Assignment.
In the material below, how many lines include the word "black"? Write only the number.
*** Dataset records ***
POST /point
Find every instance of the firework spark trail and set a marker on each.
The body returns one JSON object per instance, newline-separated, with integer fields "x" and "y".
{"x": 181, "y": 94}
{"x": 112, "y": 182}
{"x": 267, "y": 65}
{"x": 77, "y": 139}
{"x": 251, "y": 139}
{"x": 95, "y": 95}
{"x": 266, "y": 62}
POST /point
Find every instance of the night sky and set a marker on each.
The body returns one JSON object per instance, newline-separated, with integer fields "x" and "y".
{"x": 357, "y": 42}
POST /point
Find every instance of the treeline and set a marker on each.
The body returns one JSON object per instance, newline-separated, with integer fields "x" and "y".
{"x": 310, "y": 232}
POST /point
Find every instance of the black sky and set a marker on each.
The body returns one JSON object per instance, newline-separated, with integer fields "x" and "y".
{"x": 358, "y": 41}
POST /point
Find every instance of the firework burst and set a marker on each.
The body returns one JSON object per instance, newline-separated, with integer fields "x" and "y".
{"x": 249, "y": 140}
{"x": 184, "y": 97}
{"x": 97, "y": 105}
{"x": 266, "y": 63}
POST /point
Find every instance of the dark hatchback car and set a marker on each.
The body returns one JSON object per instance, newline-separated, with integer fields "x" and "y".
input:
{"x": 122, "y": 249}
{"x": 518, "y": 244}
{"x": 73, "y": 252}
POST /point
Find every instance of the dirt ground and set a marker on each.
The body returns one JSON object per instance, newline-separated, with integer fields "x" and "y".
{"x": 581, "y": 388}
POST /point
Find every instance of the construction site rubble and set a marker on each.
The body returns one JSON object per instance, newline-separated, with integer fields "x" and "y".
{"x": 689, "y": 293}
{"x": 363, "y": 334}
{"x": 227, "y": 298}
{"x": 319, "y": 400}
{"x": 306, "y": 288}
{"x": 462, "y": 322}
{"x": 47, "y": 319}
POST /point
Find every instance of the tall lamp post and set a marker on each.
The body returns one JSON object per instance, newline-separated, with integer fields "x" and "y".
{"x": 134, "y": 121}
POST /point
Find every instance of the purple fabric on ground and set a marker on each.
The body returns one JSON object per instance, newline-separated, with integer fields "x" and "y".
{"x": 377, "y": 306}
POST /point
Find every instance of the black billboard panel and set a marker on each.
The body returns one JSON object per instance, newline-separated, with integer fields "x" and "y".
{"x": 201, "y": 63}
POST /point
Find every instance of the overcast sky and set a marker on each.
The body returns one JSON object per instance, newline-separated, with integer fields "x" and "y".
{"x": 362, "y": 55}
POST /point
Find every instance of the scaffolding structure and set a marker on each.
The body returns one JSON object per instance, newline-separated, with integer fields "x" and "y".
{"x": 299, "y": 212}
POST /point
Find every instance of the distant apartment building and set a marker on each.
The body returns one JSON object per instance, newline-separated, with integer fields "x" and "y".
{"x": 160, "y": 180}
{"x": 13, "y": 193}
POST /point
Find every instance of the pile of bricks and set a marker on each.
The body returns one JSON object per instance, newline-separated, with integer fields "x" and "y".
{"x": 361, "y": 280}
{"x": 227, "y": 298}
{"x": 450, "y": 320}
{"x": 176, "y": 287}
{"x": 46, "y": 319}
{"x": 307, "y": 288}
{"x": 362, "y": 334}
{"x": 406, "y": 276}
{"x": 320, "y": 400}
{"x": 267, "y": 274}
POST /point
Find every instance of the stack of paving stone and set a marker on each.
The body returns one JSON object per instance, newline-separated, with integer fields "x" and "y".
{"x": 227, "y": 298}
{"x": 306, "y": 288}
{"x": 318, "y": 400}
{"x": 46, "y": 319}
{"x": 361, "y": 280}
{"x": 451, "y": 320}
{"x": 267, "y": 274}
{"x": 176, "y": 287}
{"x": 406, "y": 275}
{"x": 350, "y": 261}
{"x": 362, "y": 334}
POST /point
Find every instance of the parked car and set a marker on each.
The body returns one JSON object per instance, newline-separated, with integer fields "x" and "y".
*** End of Dataset records ***
*** Dataset records ***
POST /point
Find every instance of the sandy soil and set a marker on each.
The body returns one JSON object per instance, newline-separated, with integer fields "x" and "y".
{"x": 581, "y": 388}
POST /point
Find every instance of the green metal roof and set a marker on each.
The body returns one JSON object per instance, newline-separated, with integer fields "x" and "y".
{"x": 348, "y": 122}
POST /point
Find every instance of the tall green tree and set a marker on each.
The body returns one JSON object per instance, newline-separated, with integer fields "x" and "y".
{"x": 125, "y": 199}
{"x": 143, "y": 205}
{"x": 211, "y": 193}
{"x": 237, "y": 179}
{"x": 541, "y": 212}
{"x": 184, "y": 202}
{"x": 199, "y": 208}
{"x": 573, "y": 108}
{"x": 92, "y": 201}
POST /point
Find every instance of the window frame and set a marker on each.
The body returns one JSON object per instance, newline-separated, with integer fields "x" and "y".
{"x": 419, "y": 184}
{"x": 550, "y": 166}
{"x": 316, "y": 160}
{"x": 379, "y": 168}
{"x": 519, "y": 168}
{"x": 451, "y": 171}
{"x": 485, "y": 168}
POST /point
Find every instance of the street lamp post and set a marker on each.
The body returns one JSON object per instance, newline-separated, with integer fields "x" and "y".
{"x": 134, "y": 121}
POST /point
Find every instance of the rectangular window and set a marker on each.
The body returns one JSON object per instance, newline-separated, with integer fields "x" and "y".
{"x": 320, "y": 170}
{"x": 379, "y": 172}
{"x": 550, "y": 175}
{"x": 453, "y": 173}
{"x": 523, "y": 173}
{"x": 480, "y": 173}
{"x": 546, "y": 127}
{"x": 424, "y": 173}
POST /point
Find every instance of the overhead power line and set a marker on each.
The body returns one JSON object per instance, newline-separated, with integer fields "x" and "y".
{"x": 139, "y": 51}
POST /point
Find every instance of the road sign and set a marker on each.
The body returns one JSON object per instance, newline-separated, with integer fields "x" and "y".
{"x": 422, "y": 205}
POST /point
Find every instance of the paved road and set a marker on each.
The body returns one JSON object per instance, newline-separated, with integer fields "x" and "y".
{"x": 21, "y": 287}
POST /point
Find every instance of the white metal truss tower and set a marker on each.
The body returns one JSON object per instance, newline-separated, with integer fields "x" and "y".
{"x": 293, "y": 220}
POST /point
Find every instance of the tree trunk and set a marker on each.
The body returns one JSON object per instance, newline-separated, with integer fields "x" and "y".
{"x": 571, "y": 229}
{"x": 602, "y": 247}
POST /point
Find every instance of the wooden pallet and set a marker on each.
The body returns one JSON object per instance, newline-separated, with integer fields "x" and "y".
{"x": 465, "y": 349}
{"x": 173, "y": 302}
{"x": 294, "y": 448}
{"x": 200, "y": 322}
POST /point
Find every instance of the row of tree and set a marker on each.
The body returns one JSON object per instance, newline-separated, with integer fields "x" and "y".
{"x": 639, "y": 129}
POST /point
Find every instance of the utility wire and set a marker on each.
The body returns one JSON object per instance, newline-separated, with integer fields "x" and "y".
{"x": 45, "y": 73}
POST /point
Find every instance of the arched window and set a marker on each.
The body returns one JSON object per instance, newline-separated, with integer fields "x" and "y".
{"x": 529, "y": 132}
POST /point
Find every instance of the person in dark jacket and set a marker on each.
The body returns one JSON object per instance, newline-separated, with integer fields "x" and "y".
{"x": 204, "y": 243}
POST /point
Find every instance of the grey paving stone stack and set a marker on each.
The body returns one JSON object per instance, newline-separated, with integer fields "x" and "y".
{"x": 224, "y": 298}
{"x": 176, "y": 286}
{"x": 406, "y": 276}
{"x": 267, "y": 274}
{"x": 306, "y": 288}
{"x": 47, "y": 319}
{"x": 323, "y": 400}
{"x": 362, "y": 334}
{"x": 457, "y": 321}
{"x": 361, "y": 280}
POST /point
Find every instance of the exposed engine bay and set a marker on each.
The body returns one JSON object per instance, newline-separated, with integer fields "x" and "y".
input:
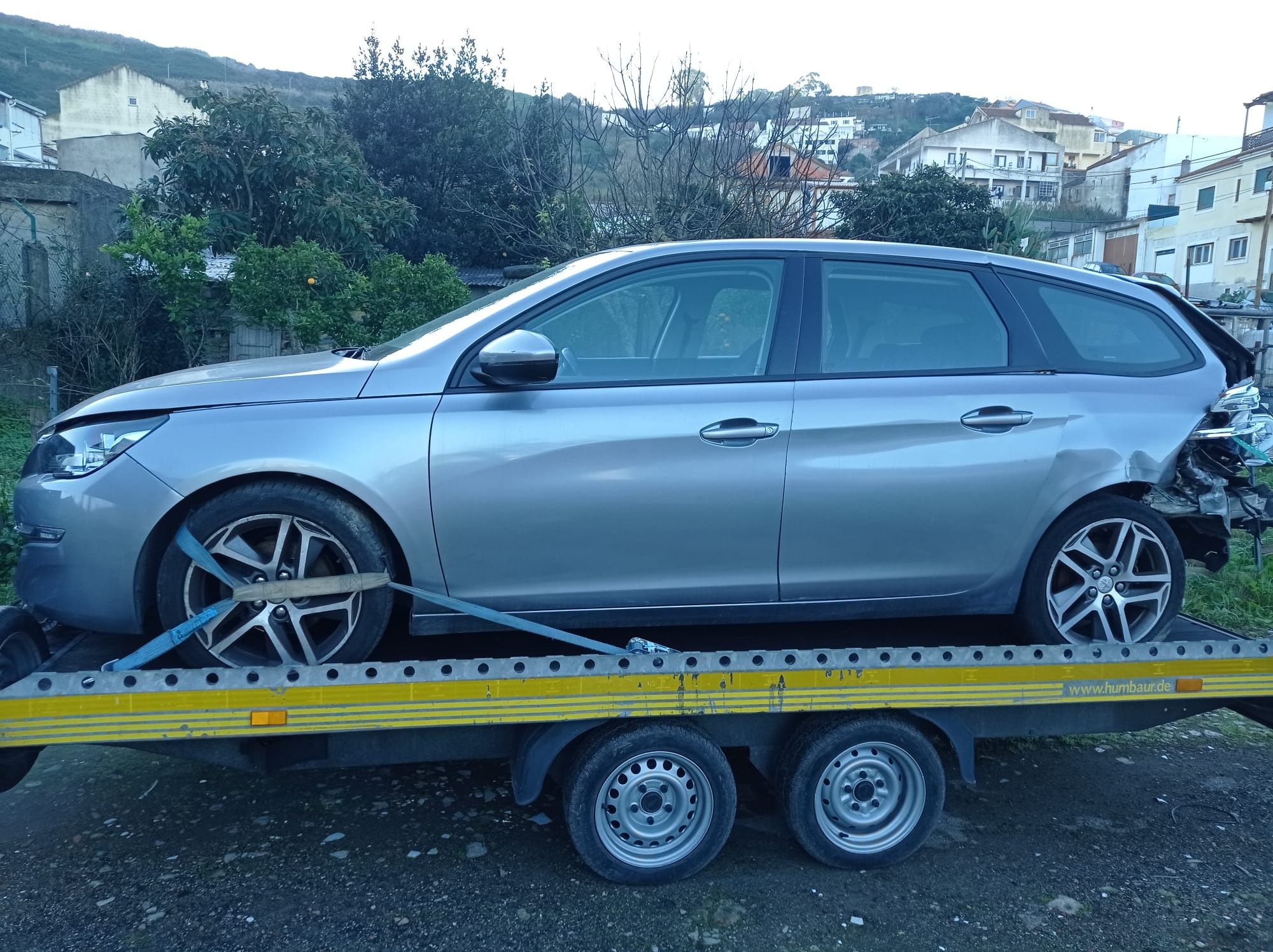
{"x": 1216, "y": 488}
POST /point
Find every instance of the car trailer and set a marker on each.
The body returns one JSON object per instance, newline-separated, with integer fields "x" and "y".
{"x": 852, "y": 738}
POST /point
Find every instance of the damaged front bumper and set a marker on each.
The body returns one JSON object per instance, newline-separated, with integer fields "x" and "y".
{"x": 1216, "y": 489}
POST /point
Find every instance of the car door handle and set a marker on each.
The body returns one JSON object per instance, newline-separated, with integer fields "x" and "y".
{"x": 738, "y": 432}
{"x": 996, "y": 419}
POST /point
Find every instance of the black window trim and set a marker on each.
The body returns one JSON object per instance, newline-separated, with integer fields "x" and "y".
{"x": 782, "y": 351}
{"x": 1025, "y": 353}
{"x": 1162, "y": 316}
*** End of Dataset records ***
Output for this exercise.
3